__What you are asked to do__: Change "wrist camera" to "overhead camera" wherever it appears in the items below, and leave every other word as it is.

++++ The input ++++

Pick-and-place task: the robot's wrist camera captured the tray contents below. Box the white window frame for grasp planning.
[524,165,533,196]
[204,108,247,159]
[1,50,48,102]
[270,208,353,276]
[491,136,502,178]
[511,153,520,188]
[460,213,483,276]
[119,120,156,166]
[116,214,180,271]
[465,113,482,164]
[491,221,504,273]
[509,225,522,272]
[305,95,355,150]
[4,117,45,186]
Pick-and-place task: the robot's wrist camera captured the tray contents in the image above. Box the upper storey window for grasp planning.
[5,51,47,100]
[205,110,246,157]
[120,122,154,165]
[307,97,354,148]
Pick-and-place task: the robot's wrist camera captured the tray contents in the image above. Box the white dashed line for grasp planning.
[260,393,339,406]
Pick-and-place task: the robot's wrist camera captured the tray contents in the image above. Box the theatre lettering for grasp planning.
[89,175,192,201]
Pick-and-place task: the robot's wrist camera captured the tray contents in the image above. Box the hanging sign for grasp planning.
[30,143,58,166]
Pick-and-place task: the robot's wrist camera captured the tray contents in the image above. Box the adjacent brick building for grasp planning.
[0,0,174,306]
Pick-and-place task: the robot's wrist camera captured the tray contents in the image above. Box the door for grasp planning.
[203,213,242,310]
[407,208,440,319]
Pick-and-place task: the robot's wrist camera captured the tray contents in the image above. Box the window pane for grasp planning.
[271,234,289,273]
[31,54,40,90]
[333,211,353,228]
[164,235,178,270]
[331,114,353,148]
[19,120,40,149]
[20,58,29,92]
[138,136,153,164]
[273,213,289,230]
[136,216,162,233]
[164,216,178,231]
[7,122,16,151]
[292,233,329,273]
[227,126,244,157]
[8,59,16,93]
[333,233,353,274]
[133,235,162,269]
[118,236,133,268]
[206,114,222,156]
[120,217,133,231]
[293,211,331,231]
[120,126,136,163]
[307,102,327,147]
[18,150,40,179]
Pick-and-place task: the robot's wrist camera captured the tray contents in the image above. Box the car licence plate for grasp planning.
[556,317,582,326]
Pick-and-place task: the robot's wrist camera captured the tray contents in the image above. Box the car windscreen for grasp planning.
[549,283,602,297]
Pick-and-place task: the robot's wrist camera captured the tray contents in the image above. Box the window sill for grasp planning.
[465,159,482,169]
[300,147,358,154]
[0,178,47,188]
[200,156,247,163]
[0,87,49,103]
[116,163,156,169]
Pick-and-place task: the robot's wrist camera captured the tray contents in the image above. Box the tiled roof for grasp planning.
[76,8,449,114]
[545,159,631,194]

++++

__Result below__:
Pick-and-place task: the robot's overhead camera captured the tray contents below. Box the white window frame for grasp planning.
[524,165,533,196]
[204,108,247,159]
[1,50,48,102]
[270,208,353,276]
[491,136,502,178]
[511,153,520,188]
[460,213,483,276]
[119,120,156,166]
[116,214,180,271]
[465,113,482,164]
[491,221,504,273]
[509,225,522,272]
[305,95,355,150]
[4,117,45,186]
Pick-and-place task: the robot's overhead camera captured the tray contents in the image above. Box the upper storey window for grasp planning.
[5,51,47,100]
[205,110,246,157]
[120,122,154,165]
[307,97,354,148]
Pick-and-place task: the robot's overhead camera captured the tray contents in the image above. Box the white dashed line for grasp planning.
[260,393,339,406]
Pick-and-place task: the robot's overhead camera captured the tray contents in the image above. Box the theatre lettering for grasp planning.
[89,175,192,201]
Pick-and-place task: the robot's overhead camera captured the tray contents in the image above. Box the hanging sign for grasp planning.
[30,143,58,166]
Pick-and-place task: the robot's overhead camera captured the tray contents in the image above. Box the adjacent brick building for grasp planning.
[0,0,174,306]
Pick-and-place task: the robot's overhead camera captured the tray contents in the image above. Box the door for grasp planning.
[203,213,242,310]
[407,208,440,319]
Pick-and-place task: the robot's overhead camera captured the tray contents in the image above. Box the window pane for grasp planning.
[271,234,289,273]
[31,54,40,90]
[333,211,353,228]
[164,235,178,270]
[331,114,353,148]
[19,120,40,149]
[20,58,29,92]
[138,136,153,164]
[273,213,289,230]
[136,216,162,233]
[164,216,178,231]
[7,122,16,151]
[292,233,329,273]
[227,126,244,157]
[8,59,16,93]
[333,233,353,274]
[133,235,162,269]
[118,236,133,268]
[206,114,222,156]
[120,217,133,231]
[293,211,331,231]
[120,126,136,163]
[307,102,327,147]
[18,150,40,179]
Pick-and-place task: the robot's overhead camera captured the tray contents in the image above. Box the car licence plate for grasp planning.
[556,317,582,326]
Pick-and-place task: the robot's overhead camera captured the tray contents in the image above. Box the car windscreen for grasp planning.
[549,283,602,297]
Pick-and-place task: the robot's overhead camera captured the tray contents in the image above. Box the window sill for grasp planning.
[465,159,482,169]
[300,147,358,154]
[0,178,47,188]
[200,156,247,163]
[0,87,49,103]
[116,163,156,169]
Pick-and-place task: the robot's overhead camera captured the tray contents in the image above. Box the tiled roof for grasp planning.
[76,8,449,114]
[545,159,631,194]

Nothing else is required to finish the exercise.